_WHAT YOU WILL DO_
In your copy, reproduce each entry exactly and leave out the pictures.

(Stored data)
· · · ·

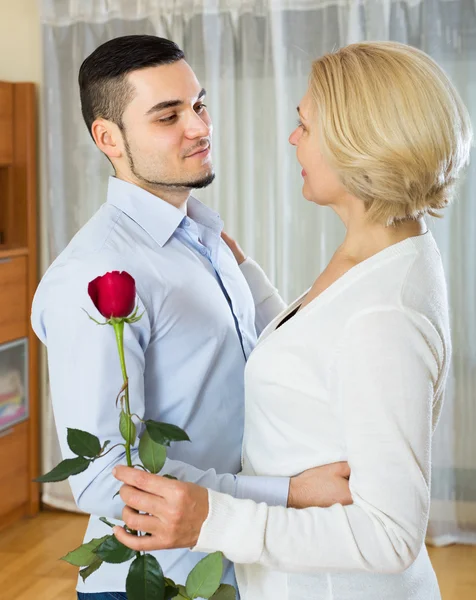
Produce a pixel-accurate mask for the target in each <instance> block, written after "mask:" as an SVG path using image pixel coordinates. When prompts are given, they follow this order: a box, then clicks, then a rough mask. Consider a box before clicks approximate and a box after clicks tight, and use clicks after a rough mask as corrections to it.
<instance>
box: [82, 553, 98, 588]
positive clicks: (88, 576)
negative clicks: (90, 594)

· · · ·

_EXERCISE RESPONSE_
Produce a pixel-accurate mask for the target in each <instance> block, written after "mask:" as an SVG path using image pixel coordinates. When prompts are given, they follow this order: a box, then clicks, then a rough mask. Consider a box before clicks approximate and a box after clicks tight, and use clicks after a rough mask as corrections to it.
<instance>
box: [82, 553, 98, 588]
positive clicks: (88, 576)
negative clicks: (90, 594)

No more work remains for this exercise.